▸ **Brano scelto**

============================================================

C’è un particolare aspetto che mi piace sempre rilevare in questo vangelo: la relazione del pastore verso le pecore avviene attraverso la loro conoscenza. Gesù infatti, dice: “Io sono il buon pastore, conosco le mie pecore”. Sappiamo che avviene proprio così, quando noi guardiamo un gregge, le pecore ci sembrano tutte uguali, ma per il pastore ognuna è unica, tanto che ciascuna ha il suo nome.

Alla luce di questa parola, dobbiamo pensare che ciascuno di noi è amato da Dio ed è conosciuto personalmente, come dice il salmo: “Tu mi scruti e mi conosci”. Che cosa comporta porre l’accento sulla conoscenza nella relazione? Che la relazione è personalizzata: pur essendo un amore dato a tutti, non raggiunge tutti vedendoli come una massa uniforme, ma coglie ciascuno nella sua singolarità.

Se Dio ci conosce, dobbiamo ritenere che veda tutto di noi, il bene che abbiamo fatto, le nostre qualità, ma anche i nostri peccati e i nostri difetti. Considerare che conosca i nostri peccati e ci ami ugualmente, ci fa pensare che non vede in noi solo il male, ma sa vedere anche il bene e ci guarda sempre con speranza. In forza di questo sguardo, anche noi possiamo guardare a noi stessi con speranza.

============================================================

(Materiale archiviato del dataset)
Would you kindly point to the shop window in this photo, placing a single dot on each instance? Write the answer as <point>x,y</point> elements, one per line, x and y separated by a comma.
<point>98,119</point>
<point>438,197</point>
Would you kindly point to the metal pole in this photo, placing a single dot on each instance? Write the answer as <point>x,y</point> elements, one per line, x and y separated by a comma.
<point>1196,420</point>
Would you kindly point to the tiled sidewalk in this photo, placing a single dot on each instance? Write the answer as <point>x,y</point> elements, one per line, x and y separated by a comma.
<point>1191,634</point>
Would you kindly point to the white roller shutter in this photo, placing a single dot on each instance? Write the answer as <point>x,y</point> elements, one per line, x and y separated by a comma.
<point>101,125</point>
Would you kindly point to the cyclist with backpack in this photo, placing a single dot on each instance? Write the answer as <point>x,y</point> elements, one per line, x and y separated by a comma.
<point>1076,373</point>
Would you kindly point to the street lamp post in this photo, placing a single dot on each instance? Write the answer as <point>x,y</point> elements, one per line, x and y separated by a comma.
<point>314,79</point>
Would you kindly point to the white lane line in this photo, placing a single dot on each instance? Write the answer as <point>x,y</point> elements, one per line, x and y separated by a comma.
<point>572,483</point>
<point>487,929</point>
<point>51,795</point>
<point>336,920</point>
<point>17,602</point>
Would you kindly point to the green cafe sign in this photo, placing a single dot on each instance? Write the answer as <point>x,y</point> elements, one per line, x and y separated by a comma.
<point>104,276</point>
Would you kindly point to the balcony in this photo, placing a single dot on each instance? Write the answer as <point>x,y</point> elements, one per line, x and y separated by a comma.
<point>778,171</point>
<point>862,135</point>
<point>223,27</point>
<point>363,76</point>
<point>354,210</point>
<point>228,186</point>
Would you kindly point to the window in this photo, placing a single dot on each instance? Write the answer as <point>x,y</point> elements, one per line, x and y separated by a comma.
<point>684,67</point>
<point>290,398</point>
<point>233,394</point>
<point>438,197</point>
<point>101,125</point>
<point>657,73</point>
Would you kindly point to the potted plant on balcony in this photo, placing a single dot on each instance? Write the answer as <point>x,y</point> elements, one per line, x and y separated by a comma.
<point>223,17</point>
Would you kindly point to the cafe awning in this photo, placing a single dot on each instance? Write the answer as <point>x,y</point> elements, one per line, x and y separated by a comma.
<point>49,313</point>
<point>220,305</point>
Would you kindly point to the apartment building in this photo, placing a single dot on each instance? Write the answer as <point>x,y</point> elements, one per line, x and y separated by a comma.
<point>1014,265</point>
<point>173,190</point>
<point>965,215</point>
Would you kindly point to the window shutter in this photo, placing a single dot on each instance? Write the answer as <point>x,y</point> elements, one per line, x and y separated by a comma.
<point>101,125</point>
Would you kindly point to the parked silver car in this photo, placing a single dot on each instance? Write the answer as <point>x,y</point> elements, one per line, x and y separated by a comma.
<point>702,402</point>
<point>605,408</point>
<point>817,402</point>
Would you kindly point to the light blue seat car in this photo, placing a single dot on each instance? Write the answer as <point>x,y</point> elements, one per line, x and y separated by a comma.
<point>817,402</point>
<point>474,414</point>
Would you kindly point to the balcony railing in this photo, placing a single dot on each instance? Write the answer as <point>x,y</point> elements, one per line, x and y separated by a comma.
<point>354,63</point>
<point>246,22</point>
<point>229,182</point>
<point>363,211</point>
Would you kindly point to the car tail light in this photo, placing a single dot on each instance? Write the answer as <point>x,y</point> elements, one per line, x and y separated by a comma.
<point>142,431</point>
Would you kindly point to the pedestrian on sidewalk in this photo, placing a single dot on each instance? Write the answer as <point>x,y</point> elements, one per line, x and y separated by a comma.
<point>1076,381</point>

============================================================

▸ **Compiti dell'esercizio**
**a.** Nella riflessione sul buon pastore, il paragrafo che comincia con «Se Dio ci conosce» dice che cosa Dio vede di noi. Elenca tutte le cose nominate.
**b.** Porta avanti la riflessione sul buon pastore con un nuovo paragrafo che parta dopo la sua ultima frase.

▸ **Elenco risposte**
**a.** il bene che abbiamo fatto; le nostre qualità; i nostri peccati; i nostri difetti

**b.**
Se teniamo presente il fatto della conoscenza, dobbiamo dire che Dio non ci ha fatto in serie come a una catena di montaggio, ma ciascuno è unico secondo la combinazione delle proprie caratteristiche, così ciascuno deve realizzare la propria risposta all’amore di Dio, utilizzando le risorse umane di cui dispone. Ognuno di noi è dotato di una particolare qualità d’intelligenza, di una singolare forza di volontà, di una sensibilità propria, e attraverso quelle particolari qualità potrà realizzare il proprio percorso professionale e spirituale. Per affrontare la questione delle vocazioni, tema sul quale oggi siamo chiamati a riflettere, non basta pensare alla chiesa come a un’azienda, e chiederci di quali competenze o di quali mansioni oggi c’è più bisogno. “Vocazione” è invece riflettere su come utilizzare le nostre capacità per rispondere all’amore di Dio. Cercare di fare incontrare l’amore di Dio con la nostra singolarità, valorizzare tutti gli aspetti della nostra personalità per seguire Gesù: questo vuol dire vivere la vita come vocazione.